Objective 1 -
In the excerpt on why children offend, which crimes does it name as committed to get an income?

Why do children offend and how is it possible to prevent from such behaviour?




The causes of children offending are wide ranging and complex. They include among other reasons:

- poverty,
- lack of employment opportunities,
- broken homes,
- lack of parental guidance,
- lack of education,
- peer pressure.

These causes need to be tackled with a range of social and economic interventions, including programmes for education, poverty reduction, skills development, parent counseling and job creation.

For children growing in chronic poverty or violent surroundings, adopting risky behaviour that brings them into conflict with the law is very often not choice but part of their daily life.

Much juvenile crime is committed as a means of getting an income: for example, theft, burglary, mugging and drug-dealing, as well as prostitution. If prevention and reintegration programmes are to be effective, they must address the problems that prevent teenaged boys and girls from earning money by legitimate means.

The breakdown of the family environment can also precipitate a variety of risk factors for children such as dropping out of school, joining a gang.
Impoverished children, street children and children who are marginalized because they are from indigenous or ethnic minorities, have little chance of gaining proper access to justice, as they are unable to afford lawyers and bail and are alienated from mainstream social services.

Support to families at risk, decisive reaction on signs of domestic violence, social workers with outreach capacity, neighborhood networks and a school which not only teaches but also cares for every individual child are key components of a preventive strategy.

Special efforts should be made to prevent juvenile delinquency through effective educational opportunities, stable family environments and community-based programmes that respond to the special concerns of children and offer appropriate guidance and counselling to them and their families. Legislation should be advanced to ensure that children are only deprived of their liberty as a last resort and for the shortest period possible.

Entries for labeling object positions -
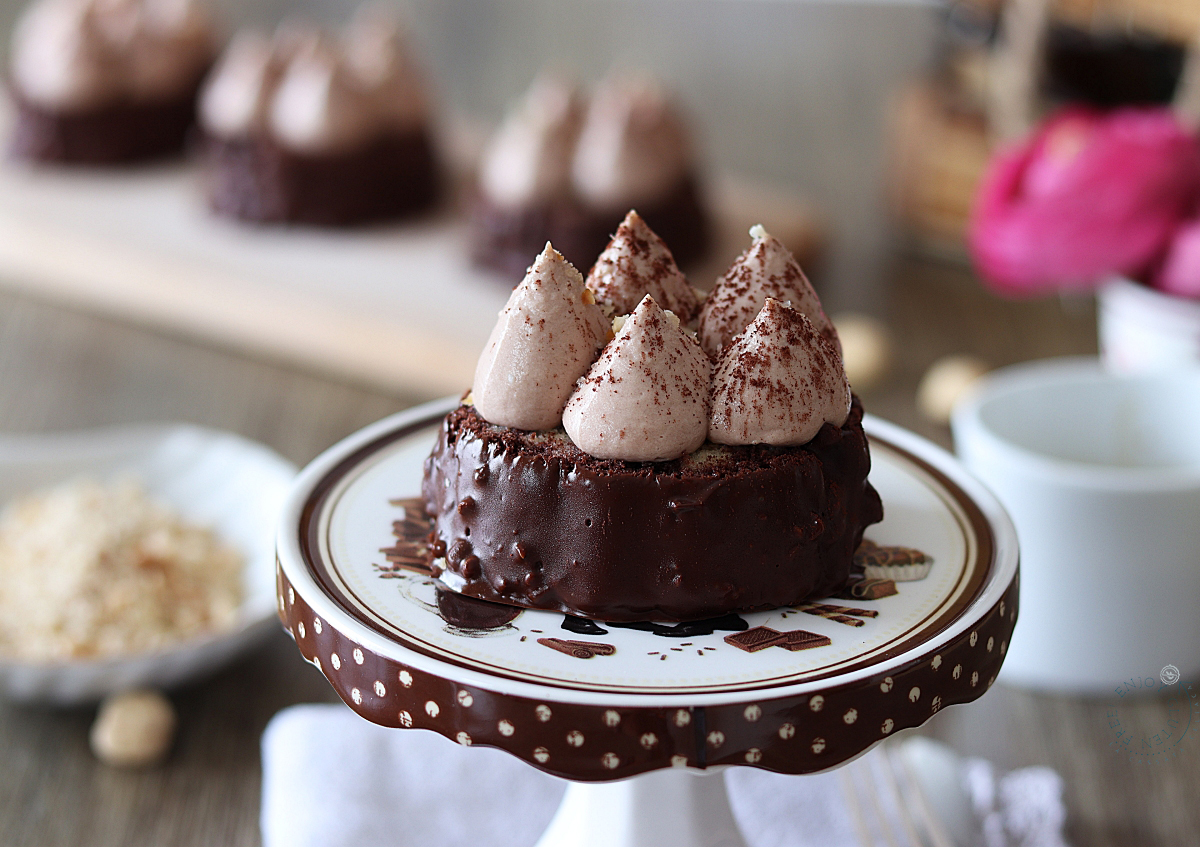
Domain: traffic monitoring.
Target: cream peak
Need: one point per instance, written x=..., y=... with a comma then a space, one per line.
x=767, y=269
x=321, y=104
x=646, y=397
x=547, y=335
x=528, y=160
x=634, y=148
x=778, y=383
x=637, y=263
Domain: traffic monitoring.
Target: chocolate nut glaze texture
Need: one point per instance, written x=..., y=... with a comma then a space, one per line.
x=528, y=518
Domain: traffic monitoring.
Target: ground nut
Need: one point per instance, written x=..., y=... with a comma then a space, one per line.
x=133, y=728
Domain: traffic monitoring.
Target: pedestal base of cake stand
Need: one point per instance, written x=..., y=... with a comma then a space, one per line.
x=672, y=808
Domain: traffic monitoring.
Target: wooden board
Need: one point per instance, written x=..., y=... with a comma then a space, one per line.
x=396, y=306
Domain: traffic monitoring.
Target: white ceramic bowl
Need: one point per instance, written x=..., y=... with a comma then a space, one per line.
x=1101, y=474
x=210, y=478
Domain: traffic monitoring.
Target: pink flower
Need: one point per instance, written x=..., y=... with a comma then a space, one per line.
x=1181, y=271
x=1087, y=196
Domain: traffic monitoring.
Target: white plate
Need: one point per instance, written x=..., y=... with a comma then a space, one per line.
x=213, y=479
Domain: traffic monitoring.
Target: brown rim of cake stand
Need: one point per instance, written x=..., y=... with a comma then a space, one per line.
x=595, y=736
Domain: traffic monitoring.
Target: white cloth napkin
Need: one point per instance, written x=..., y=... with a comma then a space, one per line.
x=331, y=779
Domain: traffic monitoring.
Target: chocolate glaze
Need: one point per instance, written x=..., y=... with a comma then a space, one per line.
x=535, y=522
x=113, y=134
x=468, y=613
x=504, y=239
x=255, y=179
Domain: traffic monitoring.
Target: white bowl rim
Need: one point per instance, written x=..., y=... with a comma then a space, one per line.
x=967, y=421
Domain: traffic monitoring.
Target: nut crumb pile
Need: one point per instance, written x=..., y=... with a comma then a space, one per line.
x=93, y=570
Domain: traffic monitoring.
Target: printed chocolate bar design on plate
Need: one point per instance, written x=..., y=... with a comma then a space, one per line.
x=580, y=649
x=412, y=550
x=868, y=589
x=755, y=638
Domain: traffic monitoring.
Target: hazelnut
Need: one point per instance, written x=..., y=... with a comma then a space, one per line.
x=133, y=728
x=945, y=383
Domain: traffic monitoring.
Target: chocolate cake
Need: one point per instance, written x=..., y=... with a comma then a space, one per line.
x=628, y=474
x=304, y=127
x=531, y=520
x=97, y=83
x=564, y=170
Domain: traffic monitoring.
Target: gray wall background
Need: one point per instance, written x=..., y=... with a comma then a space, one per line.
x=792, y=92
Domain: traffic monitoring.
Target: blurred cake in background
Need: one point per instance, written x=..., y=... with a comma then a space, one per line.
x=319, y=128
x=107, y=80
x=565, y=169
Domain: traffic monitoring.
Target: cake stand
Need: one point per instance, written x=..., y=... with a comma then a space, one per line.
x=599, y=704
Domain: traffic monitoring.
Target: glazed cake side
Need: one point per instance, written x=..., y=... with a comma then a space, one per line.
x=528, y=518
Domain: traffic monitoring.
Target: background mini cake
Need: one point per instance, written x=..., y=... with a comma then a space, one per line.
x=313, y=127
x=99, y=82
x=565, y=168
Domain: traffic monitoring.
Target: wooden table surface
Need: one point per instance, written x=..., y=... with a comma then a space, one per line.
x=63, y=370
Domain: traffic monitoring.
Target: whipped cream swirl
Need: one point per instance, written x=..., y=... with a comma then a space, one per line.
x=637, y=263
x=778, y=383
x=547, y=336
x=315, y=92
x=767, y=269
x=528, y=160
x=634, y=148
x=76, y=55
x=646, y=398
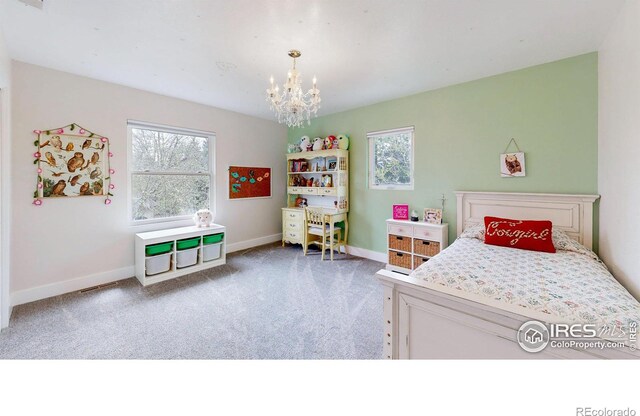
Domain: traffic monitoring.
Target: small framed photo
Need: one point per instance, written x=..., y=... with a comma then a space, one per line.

Objective 2 -
Pull out every line of the entries that contains the string "bowl", matching case exactly.

Task result 1 -
Theft, burglary, mugging and drug-dealing, as well as prostitution.

Task result 2 -
Target: white ceramic bowl
Target: white bowl rim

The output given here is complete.